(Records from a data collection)
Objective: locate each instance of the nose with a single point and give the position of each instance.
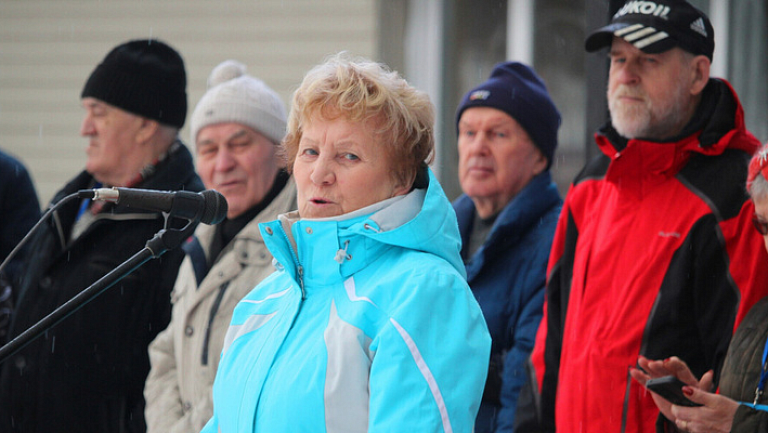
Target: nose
(322, 172)
(87, 128)
(224, 160)
(627, 73)
(478, 144)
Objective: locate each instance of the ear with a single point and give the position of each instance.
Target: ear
(700, 66)
(147, 129)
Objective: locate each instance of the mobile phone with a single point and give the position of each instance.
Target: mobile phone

» **Description of the task**
Print every line of the records above word for word, but leave out the pictures.

» **Solution to the exercise**
Objective: locate each instance of the nose with a single point and give the position of each instance.
Target: nose
(322, 172)
(87, 128)
(224, 160)
(627, 73)
(478, 144)
Objective: locate each instance of the ear with a single point and give the position of each instance.
Target: ear
(700, 66)
(147, 129)
Objective: locate each instance of the mobile phone with a single point and give the position of each instance.
Target: mobile phone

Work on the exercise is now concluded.